* [Exercise directions]: Continue the article below about C. difficile infection and Dr. Matthew Sims's research, starting after its last sentence.
══ Text section ══
Controlling risk of C. diff saves lives, prevents infection and reduces health care costs

Wednesday, December 07, 2016

Dr. Matthew Sims and Judy Post

The constant fear of having an embarrassing bathroom accident paralyzed Judy Post. Mental, physical and emotional stress consumed her. She wondered if her life would ever return to normal.

“It was very difficult on me. I kept thinking nothing was going to help me,” Post said. “I was really scared.”

She was diagnosed with a Clostridium difficile infection and was treated for it with vancomycin and got better. However, a few days after she stopped the vancomycin, the diarrhea would come back as the infection relapsed. After talking with several doctors she was directed to Matthew Sims, M.D., PhD, director of infectious disease research at Beaumont Hospital, Royal Oak, who enrolled her in a research study and broke the cycle of relapses.

“I had no idea what C. difficile was. My family members hadn’t heard of it, either,” she said.

C. difficile is an infection that causes life-threatening diarrhea. According to an article published in the New England Journal of Medicine, nearly 30,000 people die from C. difficile every year in the United States. Doctors say more than 450,000 are battling the infection. Twelve percent of all hospital-acquired infections are C. difficile.

The Agency for Healthcare Research and Quality recently awarded Dr. Sims with a $2.4 million grant to study a theory that could prevent thousands of C. difficile infections and deaths all over the world. This is one of the largest grants Beaumont Health has ever received.

Some people carry C. diff spores in their colon, but don’t get sick because their good bacteria keeps it in check. However, when C. diff carriers take antibiotics to treat an infection elsewhere in the body, those antibiotics can also kill off the good bacteria.

When good bacteria dies, this removes the restraints on the C. diff and allows it to grow out of control, which causes the person to become sick.
═══
══ Information supplied ══
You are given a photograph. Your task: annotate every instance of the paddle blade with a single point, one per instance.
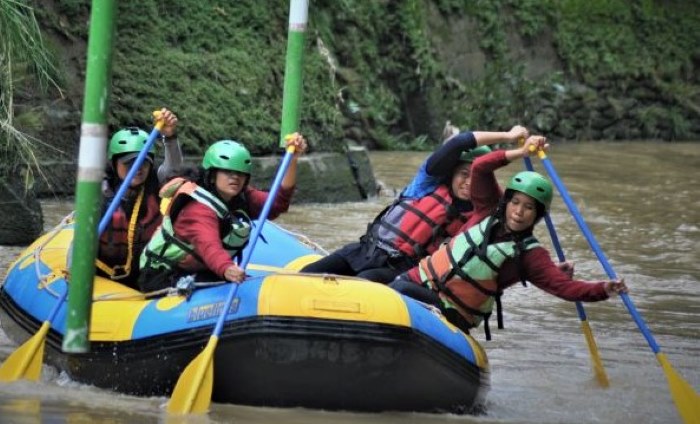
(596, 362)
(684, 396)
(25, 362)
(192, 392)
═══
══ Information supplied ══
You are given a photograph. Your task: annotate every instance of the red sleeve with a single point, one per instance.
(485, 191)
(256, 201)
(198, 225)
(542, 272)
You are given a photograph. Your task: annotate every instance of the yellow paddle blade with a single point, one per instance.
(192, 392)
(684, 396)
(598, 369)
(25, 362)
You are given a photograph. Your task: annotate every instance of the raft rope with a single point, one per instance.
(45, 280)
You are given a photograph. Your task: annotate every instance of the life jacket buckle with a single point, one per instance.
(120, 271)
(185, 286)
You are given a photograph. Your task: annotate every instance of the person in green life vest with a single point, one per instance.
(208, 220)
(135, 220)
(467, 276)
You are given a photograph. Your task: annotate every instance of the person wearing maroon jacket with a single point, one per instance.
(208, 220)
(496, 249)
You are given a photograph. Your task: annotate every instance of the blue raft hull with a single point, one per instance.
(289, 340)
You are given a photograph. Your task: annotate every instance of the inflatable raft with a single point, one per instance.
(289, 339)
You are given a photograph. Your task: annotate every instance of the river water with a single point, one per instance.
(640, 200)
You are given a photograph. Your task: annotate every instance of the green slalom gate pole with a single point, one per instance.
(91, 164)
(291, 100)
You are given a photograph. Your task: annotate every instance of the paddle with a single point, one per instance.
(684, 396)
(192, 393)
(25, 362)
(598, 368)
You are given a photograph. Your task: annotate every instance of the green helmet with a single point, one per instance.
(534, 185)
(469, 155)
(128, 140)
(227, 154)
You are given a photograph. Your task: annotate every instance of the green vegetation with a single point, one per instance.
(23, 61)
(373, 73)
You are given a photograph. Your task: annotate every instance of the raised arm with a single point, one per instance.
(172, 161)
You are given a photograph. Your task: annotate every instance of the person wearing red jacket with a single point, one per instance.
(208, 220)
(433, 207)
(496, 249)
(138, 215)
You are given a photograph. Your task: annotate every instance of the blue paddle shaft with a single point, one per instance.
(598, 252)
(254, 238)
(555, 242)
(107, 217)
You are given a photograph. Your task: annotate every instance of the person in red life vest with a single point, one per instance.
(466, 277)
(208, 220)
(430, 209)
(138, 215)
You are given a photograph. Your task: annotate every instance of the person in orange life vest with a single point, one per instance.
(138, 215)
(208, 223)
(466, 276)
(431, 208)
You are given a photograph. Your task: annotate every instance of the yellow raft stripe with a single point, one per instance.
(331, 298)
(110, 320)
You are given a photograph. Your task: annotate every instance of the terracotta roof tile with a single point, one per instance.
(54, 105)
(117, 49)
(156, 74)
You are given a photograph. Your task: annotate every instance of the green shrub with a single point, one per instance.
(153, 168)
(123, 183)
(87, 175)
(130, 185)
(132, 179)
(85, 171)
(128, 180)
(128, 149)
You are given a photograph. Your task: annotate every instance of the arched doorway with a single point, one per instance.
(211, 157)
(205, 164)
═══
══ Information supplied ══
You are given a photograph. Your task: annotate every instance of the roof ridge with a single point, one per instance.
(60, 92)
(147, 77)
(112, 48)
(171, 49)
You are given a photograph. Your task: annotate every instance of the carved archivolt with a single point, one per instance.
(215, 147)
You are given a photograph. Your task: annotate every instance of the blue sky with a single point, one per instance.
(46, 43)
═══
* [Reply]:
Dr. Sims believes oral vancomycin can keep the C. diff in check when the good bacteria is killed by other antibiotics and should prevent the patient from becoming sick. Participants in the study will be given vancomycin or a placebo along with the antibiotics treating the original infection.

“Treatment with oral vancomycin will not kill the spores. It will not cure people. Patients will still carry the spores in their body. However, the drug should prevent those spores from turning into a full blown C. difficile infection, holding them at bay like the good bacteria would have, and thus prevent the patient from becoming sick,” Dr. Sims said.

The StoP CDI study will test this idea in a randomized, double-blinded, placebo-controlled trial. If successful in demonstrating that vancomycin can prevent the disease, the research could save thousands of lives, stop tens of thousands of infections, and save millions of health care dollars.

Post is not part of the StoP CDI study, but she says the research study she participated in with Dr. Sims was like a miracle that changed her life and she’s eager to see what the new study will find.

“Every day, I become more positive about my life. I still carry a bottle of vancomycin with me, just in case I might need it,” Post said.